┌─ Dataset

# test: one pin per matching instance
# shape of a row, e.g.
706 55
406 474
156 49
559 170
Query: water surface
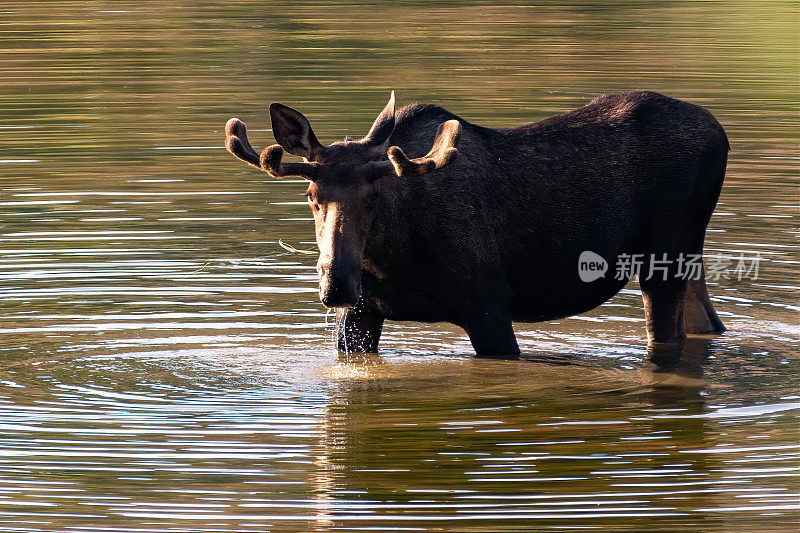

└─

- **Your objective**
Write out all the records exactly, omitting the images.

- **Answer section**
# test: one pin per matching instance
# shape of a row, e.g.
706 55
406 474
156 49
559 170
Query: water surface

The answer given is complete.